Using the information:
**1)** In the article on Sherry Saturno's fellowship, rewrite the passage from "Saturno was raised" up to and including "administrator licensing exam.", substituting "graduate degrees" for "master's degrees".
**2)** Recast the paragraph of the article on Sherry Saturno's fellowship that begins "Saturno was raised in the Hudson Valley" as a list of its main facts.
**3)** Continue the article on Sherry Saturno's fellowship from the point at which it ends.

[[ Excerpted passage, beginning ]]

TARRYTOWN, N.Y. -- Sherry Saturno's six-year experience working with the chronically ill in nursing homes has inspired her research in health care solutions and a recently-awarded Social Work Leadership in Palliative and End of Life Care Fellowship at New York University will help move her vision forward.
Saturno, a Tarrytown resident who works as a New York program director for Beacon Health Strategies, will be researching health-care solutions and services for the elderly and chronically ill through 2015.
"I was motivated to research end-of-life care and chronic illness from having worked in nursing homes," Saturno said. "Speaking with and learning from the residents there on a daily basis was a remarkable experience. I saw the absolute best in people - family members, residents, nurses, and physicians. These residents were living with dying, and yet so many of them were full of life, humor, and good will. They were inspirational and I would like to share their stories to help others in similar situations."
Saturno was named the Social Worker of the Year in 2012 for the State of New York by the National Association of Social Workers, as well as a Rising Star by the Business Council of Westchester for her work in health care. She said the growing number of elderly living with chronic illness is a major health-care challenge,
"It is estimated that four out of five older adults are living with a chronic illness," Saturno said. "With a longer life expectancy and improvements in medical care, many Americans will face a chronic illness at some point in their lives. These conditions may include diabetes, high blood pressure, and cancer. The impact for elders living with a chronic illness includes higher rates of hospitalization, frequent trips to the emergency room, as well as difficulty with activities of daily living."
Saturno was raised in the Hudson Valley and has earned master's degrees from Columbia University School of Social Work and Long Island University School of Management and Public Service. She is certified as a project manager through Stanford University, and completed Boston University's Center for Aging, Disability Education, and Research Foundation in Aging Certification. She is also a licensed clinical social worker and completed the courses and fieldwork required to become eligible to take the nursing-home administrator licensing exam.

[[ Excerpted passage, end ]]
[[ Source information, beginning ]]

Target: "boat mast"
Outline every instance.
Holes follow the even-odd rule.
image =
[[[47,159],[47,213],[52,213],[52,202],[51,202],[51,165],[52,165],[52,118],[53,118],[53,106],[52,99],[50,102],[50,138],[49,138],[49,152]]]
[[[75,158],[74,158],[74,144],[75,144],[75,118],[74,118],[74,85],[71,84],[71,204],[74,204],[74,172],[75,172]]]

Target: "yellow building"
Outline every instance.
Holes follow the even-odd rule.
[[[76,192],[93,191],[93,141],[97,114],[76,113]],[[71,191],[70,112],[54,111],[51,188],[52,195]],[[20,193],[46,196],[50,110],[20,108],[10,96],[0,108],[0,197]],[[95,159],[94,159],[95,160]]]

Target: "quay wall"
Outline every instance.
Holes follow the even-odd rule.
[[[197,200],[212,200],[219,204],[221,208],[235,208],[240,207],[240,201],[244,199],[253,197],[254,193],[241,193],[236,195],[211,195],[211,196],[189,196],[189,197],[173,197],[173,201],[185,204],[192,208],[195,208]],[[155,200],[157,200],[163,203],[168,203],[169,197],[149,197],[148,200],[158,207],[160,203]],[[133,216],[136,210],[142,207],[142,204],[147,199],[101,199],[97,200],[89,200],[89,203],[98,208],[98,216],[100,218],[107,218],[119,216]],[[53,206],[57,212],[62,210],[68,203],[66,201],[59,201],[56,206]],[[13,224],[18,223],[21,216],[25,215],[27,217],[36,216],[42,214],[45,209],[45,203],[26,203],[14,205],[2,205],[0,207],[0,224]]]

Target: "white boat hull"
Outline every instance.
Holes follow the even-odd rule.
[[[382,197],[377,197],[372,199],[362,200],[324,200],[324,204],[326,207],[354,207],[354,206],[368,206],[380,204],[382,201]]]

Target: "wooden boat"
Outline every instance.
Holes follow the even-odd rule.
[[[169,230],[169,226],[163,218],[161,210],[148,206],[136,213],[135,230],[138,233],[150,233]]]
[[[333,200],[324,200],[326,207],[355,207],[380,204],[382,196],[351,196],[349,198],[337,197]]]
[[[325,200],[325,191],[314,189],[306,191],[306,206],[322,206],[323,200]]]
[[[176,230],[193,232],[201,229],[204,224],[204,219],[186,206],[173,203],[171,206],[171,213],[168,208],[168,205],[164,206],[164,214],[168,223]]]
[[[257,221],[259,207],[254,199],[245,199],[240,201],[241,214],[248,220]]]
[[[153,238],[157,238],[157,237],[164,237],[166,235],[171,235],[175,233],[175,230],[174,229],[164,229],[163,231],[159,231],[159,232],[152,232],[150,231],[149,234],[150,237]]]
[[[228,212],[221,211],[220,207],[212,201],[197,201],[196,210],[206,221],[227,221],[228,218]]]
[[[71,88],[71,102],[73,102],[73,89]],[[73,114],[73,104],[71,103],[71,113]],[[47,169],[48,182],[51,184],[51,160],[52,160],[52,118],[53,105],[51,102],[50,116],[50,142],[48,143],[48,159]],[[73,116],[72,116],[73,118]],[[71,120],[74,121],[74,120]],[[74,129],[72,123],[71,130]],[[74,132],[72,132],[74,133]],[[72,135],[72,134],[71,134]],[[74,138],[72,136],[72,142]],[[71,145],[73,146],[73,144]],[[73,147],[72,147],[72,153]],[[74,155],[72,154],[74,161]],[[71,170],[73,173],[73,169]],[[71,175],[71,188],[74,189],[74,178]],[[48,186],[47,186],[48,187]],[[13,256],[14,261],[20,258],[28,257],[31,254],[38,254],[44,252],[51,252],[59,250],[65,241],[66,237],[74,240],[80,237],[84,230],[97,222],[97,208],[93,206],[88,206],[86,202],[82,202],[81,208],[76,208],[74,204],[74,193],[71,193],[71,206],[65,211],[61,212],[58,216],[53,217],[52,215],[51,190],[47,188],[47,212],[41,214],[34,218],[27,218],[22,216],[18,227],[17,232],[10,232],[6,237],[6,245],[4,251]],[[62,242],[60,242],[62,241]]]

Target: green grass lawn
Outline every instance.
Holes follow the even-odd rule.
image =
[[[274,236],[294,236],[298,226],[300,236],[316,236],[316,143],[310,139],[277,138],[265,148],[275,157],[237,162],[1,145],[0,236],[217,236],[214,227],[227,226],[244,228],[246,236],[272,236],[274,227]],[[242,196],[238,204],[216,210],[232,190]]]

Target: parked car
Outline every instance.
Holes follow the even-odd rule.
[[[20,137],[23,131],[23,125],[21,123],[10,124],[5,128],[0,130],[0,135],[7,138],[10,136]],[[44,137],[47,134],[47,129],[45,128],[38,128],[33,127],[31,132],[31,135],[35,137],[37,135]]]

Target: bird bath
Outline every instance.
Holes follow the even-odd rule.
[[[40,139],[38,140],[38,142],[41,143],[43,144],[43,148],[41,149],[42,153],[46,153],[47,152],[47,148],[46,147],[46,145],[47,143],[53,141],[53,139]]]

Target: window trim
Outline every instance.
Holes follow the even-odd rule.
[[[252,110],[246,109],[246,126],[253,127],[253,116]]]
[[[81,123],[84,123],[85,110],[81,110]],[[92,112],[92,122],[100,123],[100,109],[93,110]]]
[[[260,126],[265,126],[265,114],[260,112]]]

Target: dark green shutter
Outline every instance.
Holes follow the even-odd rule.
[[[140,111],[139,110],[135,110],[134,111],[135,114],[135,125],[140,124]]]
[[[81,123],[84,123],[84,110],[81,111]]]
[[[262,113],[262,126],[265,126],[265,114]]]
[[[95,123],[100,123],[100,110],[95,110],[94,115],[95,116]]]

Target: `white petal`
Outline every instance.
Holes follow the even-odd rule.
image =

[[ Source information, end ]]

Outputs for the tasks:
**1)**
Saturno was raised in the Hudson Valley and has earned graduate degrees from Columbia University School of Social Work and Long Island University School of Management and Public Service. She is certified as a project manager through Stanford University, and completed Boston University's Center for Aging, Disability Education, and Research Foundation in Aging Certification. She is also a licensed clinical social worker and completed the courses and fieldwork required to become eligible to take the nursing-home administrator licensing exam.

**2)**
- Raised in the Hudson Valley
- Holds master's degrees from Columbia University School of Social Work and Long Island University School of Management and Public Service
- Certified as a project manager through Stanford University
- Completed Boston University's Center for Aging, Disability Education, and Research Foundation in Aging Certification
- Licensed clinical social worker
- Completed the courses and fieldwork required to become eligible to take the nursing-home administrator licensing exam

**3)**
Saturno said many chronically ill seniors find getting out of bed and climbing down the stairs impossible and the of lack medical insurance or gaps in the coverage make home care difficult to afford.
"(The elderly) may not be able to live independently, but cannot afford a home health aide to assist them in their own home," Saturno said. "Families may struggle with how to best approach end of life planning. It is a difficult conversation, but the best time to plan is while you are still healthy. This way you are taking control of your own medical treatment, and the planning will respect your own values."
Saturno's passion to help the elderly achieve a better quality of life in their health care and end-of-life planning brings knowledge necessary to every family facing their personal challenges. She suggests Advance Directives - instructions letting others know what type of care you would like to receive if you become seriously ill or are dying. These include a Health Care Proxy, a Living Will, and Do Not Resuscitate (DNR) documentation."
"Families may struggle with how to best approach end of life planning," she said. "It is a difficult conversation, but the best time to plan is while you are still healthy. This way you are taking control of your own medical treatment, and the planning will respect your own values. Your family and those closest to you will have comfort in that they are honoring your wishes. There is no right or wrong plan, only what is right for you."